Work to do:
In the records below, find the line containing "Point to the road"; copy exactly that line and all lines after it to the end, and nothing else.

================================

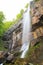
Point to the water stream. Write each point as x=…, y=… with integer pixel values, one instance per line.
x=26, y=31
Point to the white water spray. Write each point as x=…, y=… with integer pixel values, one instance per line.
x=26, y=31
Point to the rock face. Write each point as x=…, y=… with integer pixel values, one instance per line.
x=14, y=34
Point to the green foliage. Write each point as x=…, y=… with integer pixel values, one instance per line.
x=36, y=0
x=27, y=5
x=1, y=16
x=19, y=16
x=1, y=23
x=22, y=11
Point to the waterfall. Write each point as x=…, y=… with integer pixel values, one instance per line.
x=26, y=31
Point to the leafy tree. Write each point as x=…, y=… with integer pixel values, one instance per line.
x=1, y=23
x=27, y=5
x=19, y=16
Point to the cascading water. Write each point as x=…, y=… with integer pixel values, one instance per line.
x=26, y=31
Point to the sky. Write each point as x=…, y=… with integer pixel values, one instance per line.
x=11, y=8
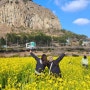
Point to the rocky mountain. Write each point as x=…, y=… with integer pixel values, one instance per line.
x=27, y=15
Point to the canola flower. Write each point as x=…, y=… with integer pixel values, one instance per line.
x=17, y=73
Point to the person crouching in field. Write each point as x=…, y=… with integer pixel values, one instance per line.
x=54, y=68
x=84, y=61
x=41, y=63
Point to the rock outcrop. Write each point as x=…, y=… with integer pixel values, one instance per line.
x=26, y=13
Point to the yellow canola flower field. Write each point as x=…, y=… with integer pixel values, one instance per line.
x=17, y=73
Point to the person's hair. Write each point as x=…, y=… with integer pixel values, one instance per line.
x=44, y=57
x=85, y=56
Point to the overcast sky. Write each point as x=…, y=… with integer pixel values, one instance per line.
x=74, y=15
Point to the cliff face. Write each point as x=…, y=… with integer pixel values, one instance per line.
x=27, y=14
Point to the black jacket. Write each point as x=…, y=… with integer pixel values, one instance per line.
x=40, y=66
x=54, y=65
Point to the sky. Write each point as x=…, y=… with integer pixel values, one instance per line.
x=74, y=15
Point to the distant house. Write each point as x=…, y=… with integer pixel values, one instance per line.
x=86, y=42
x=72, y=42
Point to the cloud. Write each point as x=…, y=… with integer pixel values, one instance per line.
x=81, y=21
x=57, y=2
x=75, y=5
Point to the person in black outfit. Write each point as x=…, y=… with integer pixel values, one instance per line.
x=53, y=65
x=41, y=62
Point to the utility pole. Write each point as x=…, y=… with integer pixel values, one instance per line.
x=6, y=43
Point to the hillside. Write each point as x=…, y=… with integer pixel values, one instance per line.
x=24, y=16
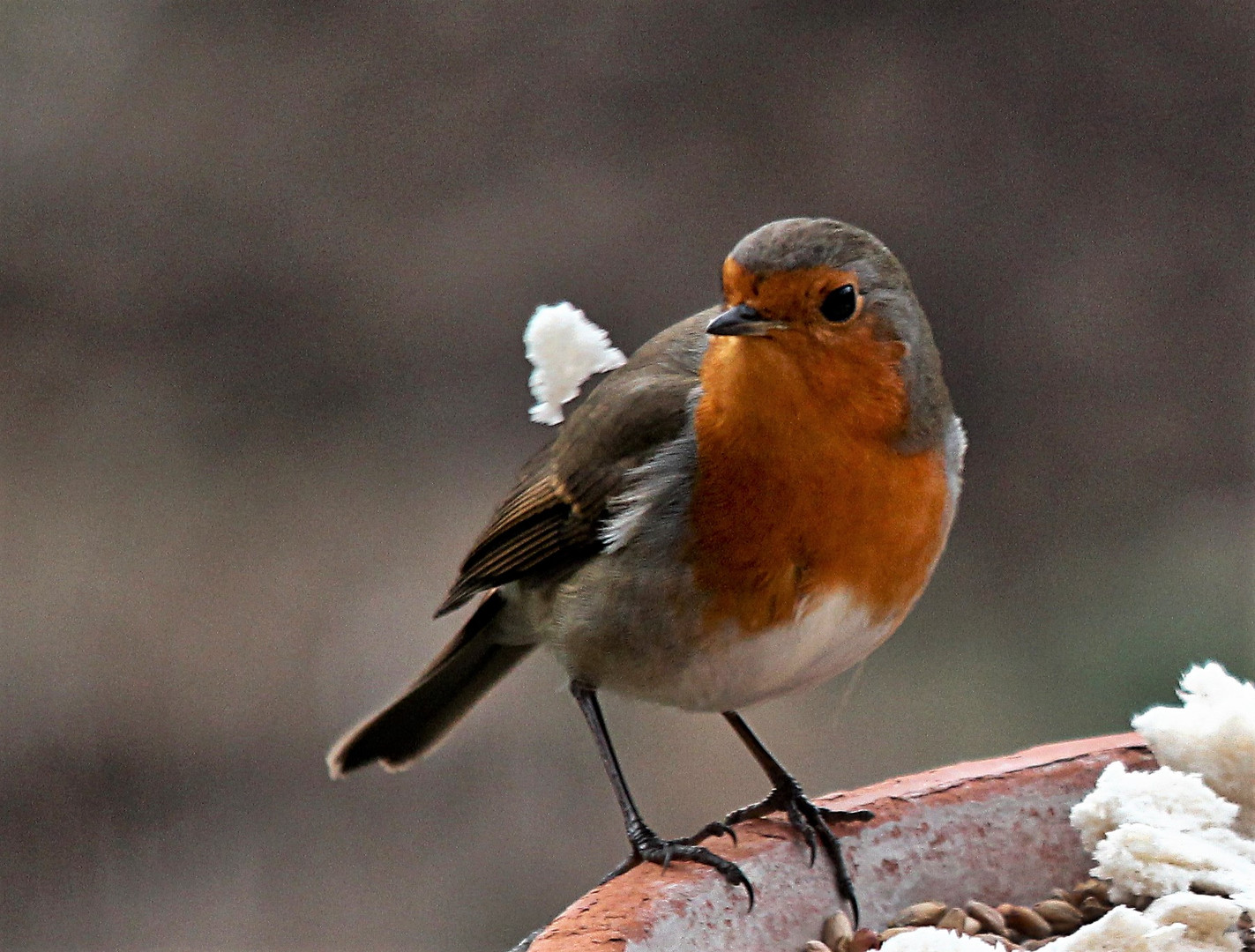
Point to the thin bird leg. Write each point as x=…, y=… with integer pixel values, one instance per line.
x=804, y=817
x=647, y=847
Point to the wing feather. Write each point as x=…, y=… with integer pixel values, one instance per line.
x=551, y=522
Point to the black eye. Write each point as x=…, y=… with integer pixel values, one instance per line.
x=840, y=305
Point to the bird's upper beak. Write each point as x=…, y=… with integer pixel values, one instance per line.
x=739, y=321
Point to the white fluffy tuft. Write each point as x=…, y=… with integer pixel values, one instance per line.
x=565, y=349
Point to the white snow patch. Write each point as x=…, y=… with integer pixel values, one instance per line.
x=1154, y=833
x=1165, y=800
x=565, y=349
x=1183, y=922
x=1213, y=734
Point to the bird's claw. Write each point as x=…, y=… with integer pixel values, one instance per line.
x=811, y=822
x=647, y=847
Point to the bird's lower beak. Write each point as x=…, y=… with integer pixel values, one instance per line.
x=739, y=321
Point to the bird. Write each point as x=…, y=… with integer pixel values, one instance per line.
x=748, y=507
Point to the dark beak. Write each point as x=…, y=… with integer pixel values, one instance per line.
x=739, y=321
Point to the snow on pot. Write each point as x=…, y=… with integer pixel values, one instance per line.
x=999, y=832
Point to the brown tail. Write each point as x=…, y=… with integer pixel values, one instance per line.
x=417, y=720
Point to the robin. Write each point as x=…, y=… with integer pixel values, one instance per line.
x=748, y=507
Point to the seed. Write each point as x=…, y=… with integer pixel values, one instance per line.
x=1065, y=917
x=990, y=917
x=923, y=913
x=952, y=919
x=1024, y=921
x=1094, y=908
x=837, y=931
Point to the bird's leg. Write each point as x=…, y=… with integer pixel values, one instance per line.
x=647, y=847
x=804, y=817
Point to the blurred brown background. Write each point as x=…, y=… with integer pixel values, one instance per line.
x=264, y=270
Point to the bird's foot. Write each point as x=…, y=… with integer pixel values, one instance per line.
x=647, y=847
x=811, y=822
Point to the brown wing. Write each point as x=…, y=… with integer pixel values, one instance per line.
x=551, y=521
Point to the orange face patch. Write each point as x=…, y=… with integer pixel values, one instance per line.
x=801, y=488
x=792, y=296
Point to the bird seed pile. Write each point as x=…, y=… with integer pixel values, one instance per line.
x=1005, y=927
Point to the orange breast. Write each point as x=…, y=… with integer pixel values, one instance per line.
x=800, y=488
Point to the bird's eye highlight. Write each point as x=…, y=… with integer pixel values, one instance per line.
x=840, y=305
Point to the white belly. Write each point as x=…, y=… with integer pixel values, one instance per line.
x=827, y=636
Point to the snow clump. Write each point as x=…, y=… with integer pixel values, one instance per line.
x=565, y=349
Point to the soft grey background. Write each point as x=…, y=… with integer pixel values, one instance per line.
x=264, y=270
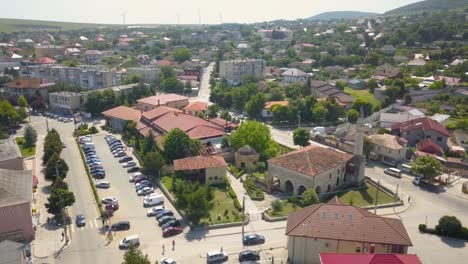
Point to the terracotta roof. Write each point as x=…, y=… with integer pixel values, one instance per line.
x=346, y=222
x=199, y=162
x=124, y=113
x=386, y=140
x=426, y=123
x=196, y=106
x=429, y=146
x=162, y=99
x=311, y=160
x=363, y=258
x=270, y=104
x=28, y=83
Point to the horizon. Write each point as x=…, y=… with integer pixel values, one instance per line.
x=192, y=13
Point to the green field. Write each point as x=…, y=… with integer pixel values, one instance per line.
x=364, y=94
x=25, y=152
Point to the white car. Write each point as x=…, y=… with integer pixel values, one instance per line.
x=109, y=200
x=155, y=210
x=145, y=191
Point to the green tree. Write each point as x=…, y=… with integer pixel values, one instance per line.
x=152, y=163
x=30, y=137
x=256, y=135
x=353, y=115
x=427, y=165
x=255, y=106
x=309, y=197
x=182, y=54
x=178, y=145
x=55, y=164
x=135, y=256
x=301, y=137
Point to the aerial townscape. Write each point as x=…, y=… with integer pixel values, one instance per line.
x=334, y=139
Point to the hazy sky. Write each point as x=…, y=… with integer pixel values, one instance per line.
x=165, y=11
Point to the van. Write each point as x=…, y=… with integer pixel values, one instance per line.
x=157, y=199
x=133, y=240
x=393, y=172
x=216, y=256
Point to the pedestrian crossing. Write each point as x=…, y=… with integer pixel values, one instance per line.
x=90, y=224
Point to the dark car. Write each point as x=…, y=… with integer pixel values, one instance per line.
x=133, y=169
x=165, y=219
x=163, y=213
x=171, y=231
x=125, y=159
x=121, y=225
x=249, y=255
x=253, y=239
x=170, y=223
x=80, y=220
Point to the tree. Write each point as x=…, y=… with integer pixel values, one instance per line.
x=449, y=226
x=301, y=137
x=256, y=135
x=427, y=165
x=353, y=115
x=58, y=199
x=309, y=197
x=152, y=163
x=178, y=145
x=182, y=54
x=54, y=165
x=255, y=106
x=135, y=256
x=30, y=137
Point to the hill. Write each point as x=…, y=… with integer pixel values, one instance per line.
x=428, y=5
x=12, y=25
x=342, y=15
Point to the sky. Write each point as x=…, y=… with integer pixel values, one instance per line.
x=184, y=11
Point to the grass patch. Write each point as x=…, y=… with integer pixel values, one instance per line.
x=365, y=196
x=25, y=152
x=364, y=94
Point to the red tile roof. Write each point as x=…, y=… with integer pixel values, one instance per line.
x=196, y=106
x=429, y=146
x=199, y=162
x=124, y=113
x=162, y=99
x=346, y=222
x=363, y=258
x=426, y=123
x=311, y=160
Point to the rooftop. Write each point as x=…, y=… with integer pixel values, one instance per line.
x=199, y=162
x=336, y=221
x=311, y=160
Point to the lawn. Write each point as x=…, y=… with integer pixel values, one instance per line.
x=25, y=152
x=364, y=94
x=365, y=197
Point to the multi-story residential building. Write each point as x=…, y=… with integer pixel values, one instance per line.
x=27, y=87
x=65, y=102
x=86, y=77
x=236, y=70
x=50, y=51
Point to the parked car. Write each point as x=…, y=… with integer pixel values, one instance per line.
x=133, y=169
x=163, y=213
x=153, y=211
x=121, y=225
x=103, y=184
x=249, y=255
x=165, y=219
x=80, y=220
x=171, y=231
x=253, y=239
x=170, y=223
x=109, y=200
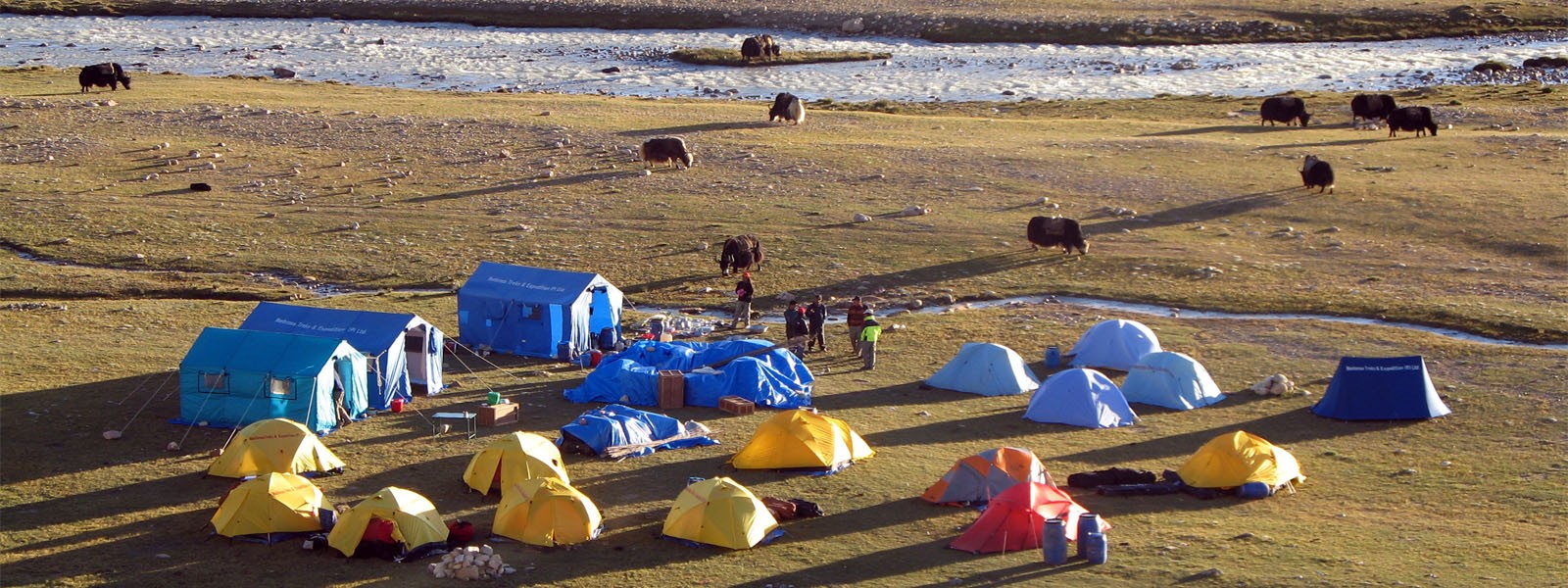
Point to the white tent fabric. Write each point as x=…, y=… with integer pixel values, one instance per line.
x=1113, y=344
x=1172, y=380
x=985, y=368
x=1081, y=397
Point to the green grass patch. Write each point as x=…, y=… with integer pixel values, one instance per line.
x=733, y=59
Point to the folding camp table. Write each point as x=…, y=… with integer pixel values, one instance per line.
x=469, y=422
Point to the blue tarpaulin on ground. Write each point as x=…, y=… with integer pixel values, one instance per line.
x=772, y=378
x=618, y=425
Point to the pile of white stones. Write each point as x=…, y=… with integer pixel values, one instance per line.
x=470, y=564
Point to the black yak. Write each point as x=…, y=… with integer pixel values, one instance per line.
x=1285, y=109
x=1317, y=174
x=1371, y=107
x=1411, y=118
x=741, y=253
x=1057, y=232
x=104, y=75
x=665, y=149
x=788, y=107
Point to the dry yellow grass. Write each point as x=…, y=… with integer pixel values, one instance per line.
x=1463, y=240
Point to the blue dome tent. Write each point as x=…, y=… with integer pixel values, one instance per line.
x=1082, y=399
x=1113, y=344
x=1170, y=380
x=985, y=368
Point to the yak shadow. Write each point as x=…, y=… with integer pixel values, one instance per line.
x=524, y=185
x=663, y=284
x=956, y=270
x=992, y=423
x=697, y=129
x=1341, y=143
x=909, y=394
x=1194, y=212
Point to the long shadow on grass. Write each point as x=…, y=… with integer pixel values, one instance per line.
x=697, y=129
x=60, y=431
x=1341, y=143
x=1283, y=428
x=956, y=270
x=995, y=423
x=524, y=185
x=1194, y=212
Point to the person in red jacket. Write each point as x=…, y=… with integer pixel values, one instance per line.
x=857, y=320
x=744, y=294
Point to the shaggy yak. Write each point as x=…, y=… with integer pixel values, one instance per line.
x=741, y=253
x=1057, y=232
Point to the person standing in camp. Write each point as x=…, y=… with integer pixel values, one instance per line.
x=855, y=320
x=870, y=331
x=815, y=316
x=744, y=292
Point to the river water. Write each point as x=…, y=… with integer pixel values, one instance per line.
x=576, y=60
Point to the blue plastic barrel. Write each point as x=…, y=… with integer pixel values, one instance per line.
x=1254, y=490
x=1089, y=522
x=1054, y=541
x=1095, y=546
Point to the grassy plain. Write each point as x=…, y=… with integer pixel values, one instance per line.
x=984, y=21
x=383, y=188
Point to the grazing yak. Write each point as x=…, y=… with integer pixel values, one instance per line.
x=665, y=149
x=788, y=107
x=1285, y=109
x=1371, y=107
x=104, y=75
x=760, y=46
x=1411, y=118
x=741, y=253
x=1317, y=172
x=1057, y=232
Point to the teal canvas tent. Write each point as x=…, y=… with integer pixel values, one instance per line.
x=235, y=376
x=985, y=368
x=1170, y=380
x=404, y=352
x=537, y=313
x=1380, y=389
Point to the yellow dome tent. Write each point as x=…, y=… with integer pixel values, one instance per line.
x=546, y=512
x=273, y=502
x=512, y=460
x=273, y=446
x=802, y=439
x=413, y=516
x=720, y=512
x=1236, y=459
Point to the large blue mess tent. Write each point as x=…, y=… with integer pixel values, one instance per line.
x=618, y=425
x=1380, y=389
x=235, y=376
x=404, y=350
x=767, y=378
x=537, y=313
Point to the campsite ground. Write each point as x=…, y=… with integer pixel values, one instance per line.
x=384, y=188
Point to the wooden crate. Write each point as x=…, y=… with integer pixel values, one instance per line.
x=736, y=405
x=671, y=389
x=498, y=415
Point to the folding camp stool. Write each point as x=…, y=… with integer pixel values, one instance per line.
x=469, y=422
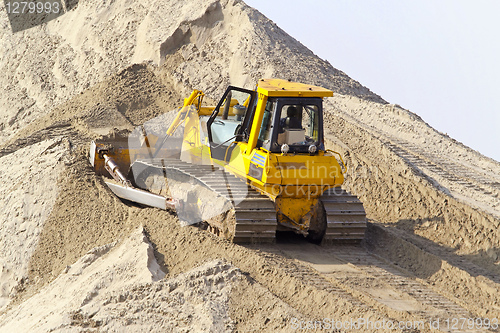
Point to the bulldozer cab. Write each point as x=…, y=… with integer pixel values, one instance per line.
x=230, y=121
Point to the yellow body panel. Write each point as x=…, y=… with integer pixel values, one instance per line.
x=293, y=181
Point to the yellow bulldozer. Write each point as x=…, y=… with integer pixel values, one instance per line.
x=252, y=165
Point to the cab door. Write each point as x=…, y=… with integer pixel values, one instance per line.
x=230, y=122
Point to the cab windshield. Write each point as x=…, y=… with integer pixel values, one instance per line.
x=292, y=121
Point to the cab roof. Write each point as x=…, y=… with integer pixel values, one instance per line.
x=285, y=88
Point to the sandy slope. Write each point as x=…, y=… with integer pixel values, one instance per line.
x=433, y=202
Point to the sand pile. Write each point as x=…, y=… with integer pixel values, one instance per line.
x=111, y=66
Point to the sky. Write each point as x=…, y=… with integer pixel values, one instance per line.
x=438, y=59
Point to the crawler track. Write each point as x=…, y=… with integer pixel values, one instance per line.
x=255, y=214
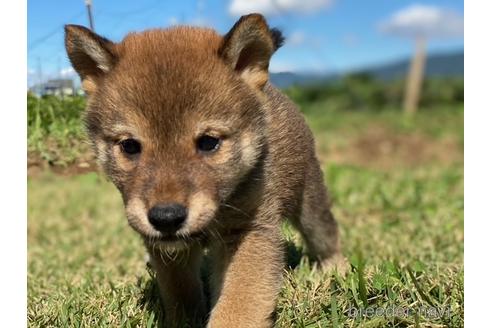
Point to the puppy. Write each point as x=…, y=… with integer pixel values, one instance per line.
x=208, y=156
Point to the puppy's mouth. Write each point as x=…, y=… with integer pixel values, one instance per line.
x=164, y=239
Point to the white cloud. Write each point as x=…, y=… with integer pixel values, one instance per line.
x=296, y=38
x=67, y=72
x=276, y=7
x=426, y=21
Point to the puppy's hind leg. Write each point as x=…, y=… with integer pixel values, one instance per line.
x=317, y=224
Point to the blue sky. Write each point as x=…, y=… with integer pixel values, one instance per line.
x=323, y=35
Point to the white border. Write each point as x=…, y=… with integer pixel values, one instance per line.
x=13, y=134
x=478, y=162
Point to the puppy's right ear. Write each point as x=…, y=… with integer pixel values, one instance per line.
x=91, y=55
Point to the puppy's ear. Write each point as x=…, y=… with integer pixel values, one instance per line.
x=248, y=46
x=91, y=55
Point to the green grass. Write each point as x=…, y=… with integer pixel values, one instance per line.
x=55, y=132
x=401, y=227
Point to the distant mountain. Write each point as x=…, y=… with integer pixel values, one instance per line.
x=444, y=64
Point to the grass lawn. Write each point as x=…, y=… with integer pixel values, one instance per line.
x=398, y=191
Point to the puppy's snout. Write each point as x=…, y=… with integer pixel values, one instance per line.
x=167, y=217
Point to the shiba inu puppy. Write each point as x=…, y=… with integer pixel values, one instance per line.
x=207, y=156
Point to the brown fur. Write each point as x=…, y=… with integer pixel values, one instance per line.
x=166, y=88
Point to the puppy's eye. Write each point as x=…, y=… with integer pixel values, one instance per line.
x=130, y=146
x=207, y=143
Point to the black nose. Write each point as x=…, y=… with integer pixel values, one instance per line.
x=167, y=217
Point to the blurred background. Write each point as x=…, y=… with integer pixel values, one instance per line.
x=381, y=85
x=349, y=55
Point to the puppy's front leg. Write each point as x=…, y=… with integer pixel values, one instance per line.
x=246, y=280
x=180, y=286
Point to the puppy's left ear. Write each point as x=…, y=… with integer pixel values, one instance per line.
x=248, y=47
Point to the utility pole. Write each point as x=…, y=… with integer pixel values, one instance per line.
x=88, y=4
x=415, y=78
x=40, y=77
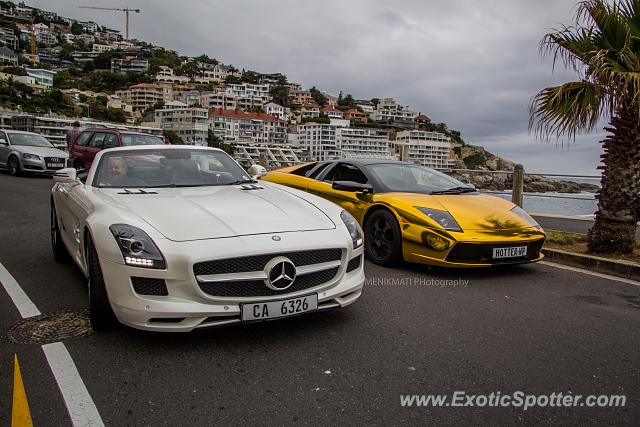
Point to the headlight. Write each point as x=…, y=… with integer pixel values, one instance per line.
x=353, y=228
x=443, y=218
x=524, y=215
x=137, y=247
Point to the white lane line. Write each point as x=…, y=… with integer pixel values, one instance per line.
x=17, y=295
x=82, y=410
x=591, y=273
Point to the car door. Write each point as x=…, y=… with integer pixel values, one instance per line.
x=352, y=202
x=4, y=149
x=94, y=147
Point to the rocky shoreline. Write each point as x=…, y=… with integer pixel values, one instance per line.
x=477, y=158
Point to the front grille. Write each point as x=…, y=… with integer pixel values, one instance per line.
x=258, y=262
x=149, y=286
x=257, y=288
x=354, y=264
x=479, y=253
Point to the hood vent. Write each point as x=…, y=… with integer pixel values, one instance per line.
x=139, y=191
x=251, y=187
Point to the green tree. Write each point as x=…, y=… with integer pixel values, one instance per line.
x=603, y=47
x=318, y=97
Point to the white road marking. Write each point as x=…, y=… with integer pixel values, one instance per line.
x=82, y=410
x=591, y=273
x=17, y=295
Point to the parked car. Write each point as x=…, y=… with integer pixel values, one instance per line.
x=92, y=141
x=173, y=238
x=421, y=215
x=29, y=152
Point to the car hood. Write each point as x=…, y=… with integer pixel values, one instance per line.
x=195, y=213
x=472, y=211
x=40, y=151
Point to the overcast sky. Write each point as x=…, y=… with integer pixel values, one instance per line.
x=473, y=64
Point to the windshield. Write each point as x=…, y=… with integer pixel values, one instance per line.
x=133, y=139
x=29, y=140
x=407, y=178
x=167, y=168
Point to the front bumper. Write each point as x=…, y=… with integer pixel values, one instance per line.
x=40, y=165
x=471, y=248
x=186, y=306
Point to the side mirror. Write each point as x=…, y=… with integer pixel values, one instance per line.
x=352, y=186
x=256, y=171
x=65, y=175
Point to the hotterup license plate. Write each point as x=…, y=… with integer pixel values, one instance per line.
x=514, y=252
x=282, y=308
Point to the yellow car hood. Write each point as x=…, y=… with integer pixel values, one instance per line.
x=472, y=211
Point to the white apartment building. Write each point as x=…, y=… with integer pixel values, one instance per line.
x=240, y=126
x=217, y=100
x=130, y=63
x=276, y=155
x=144, y=95
x=355, y=143
x=166, y=74
x=274, y=109
x=7, y=55
x=100, y=48
x=46, y=38
x=432, y=149
x=190, y=123
x=249, y=95
x=389, y=110
x=318, y=141
x=43, y=77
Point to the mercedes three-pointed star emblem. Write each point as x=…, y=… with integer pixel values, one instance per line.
x=281, y=274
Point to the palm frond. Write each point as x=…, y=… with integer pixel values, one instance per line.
x=567, y=109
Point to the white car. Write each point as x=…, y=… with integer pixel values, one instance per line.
x=173, y=238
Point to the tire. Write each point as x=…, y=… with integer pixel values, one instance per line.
x=60, y=252
x=383, y=239
x=13, y=165
x=100, y=311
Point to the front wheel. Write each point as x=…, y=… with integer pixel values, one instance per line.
x=14, y=166
x=100, y=311
x=383, y=239
x=60, y=252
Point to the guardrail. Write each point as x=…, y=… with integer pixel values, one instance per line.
x=518, y=174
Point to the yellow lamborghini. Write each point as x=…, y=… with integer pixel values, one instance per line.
x=420, y=215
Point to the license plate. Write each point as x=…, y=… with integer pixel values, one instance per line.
x=513, y=252
x=282, y=308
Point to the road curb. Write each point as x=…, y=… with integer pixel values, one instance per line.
x=626, y=269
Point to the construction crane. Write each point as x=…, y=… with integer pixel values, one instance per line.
x=126, y=11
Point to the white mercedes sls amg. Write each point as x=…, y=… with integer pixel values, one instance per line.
x=173, y=238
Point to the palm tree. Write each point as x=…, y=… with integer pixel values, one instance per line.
x=603, y=48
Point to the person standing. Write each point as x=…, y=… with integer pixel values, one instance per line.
x=72, y=135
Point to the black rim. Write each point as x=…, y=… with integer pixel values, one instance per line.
x=54, y=229
x=13, y=167
x=380, y=238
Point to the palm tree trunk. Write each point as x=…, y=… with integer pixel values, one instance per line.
x=615, y=223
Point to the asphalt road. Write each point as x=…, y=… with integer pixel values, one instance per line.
x=537, y=329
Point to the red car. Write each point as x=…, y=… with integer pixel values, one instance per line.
x=91, y=141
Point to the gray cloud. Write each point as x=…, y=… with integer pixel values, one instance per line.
x=472, y=64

================================

Finished task:
Point to the road curb. Write each point as x=…, y=… with integer pixel values, one instance per line.
x=626, y=269
Point to the construction crane. Write each point as x=…, y=… with integer pixel values, one instance per line.
x=126, y=11
Point to the white mercedes sls amg. Write each point as x=…, y=… with integer pixel values, one instance per line.
x=173, y=238
Point to the palm tree. Write each point as x=…, y=… with integer pixel values, one instance per line.
x=603, y=48
Point to the person standing. Write each point as x=…, y=… with integer pixel values, one instance per line.
x=72, y=135
Point to the black rim. Write each point as x=…, y=… with integer pixel values, one instance per line.
x=54, y=229
x=13, y=167
x=380, y=238
Point to the palm tree trunk. Write each point as x=…, y=… with integer pixel values, one instance per line.
x=615, y=223
Point to the asphalt road. Write each point as x=…, y=… with integer pixel values, one instance per line.
x=537, y=329
Point to the red car. Write each point as x=…, y=… with integer pixel values, one instance per line.
x=91, y=141
Point to the gray cloud. Write each point as x=…, y=… with integer pixel values, one instance per line.
x=472, y=64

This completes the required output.